Exactly as they stand, give the records below again, with no images.

[Opening Data section]

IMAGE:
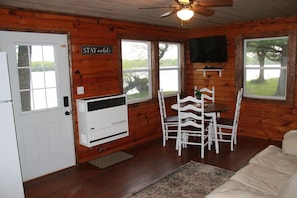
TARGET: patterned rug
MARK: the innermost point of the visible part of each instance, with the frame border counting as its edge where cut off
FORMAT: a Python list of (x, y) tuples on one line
[(190, 180)]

[Closing Data section]

*Finished task*
IMAGE:
TARGET: patterned rug
MARK: the innermost point of the visible part of each instance, with the frame border counting as its edge where cut off
FORMAT: a Python list of (x, y) tuples on one line
[(190, 180)]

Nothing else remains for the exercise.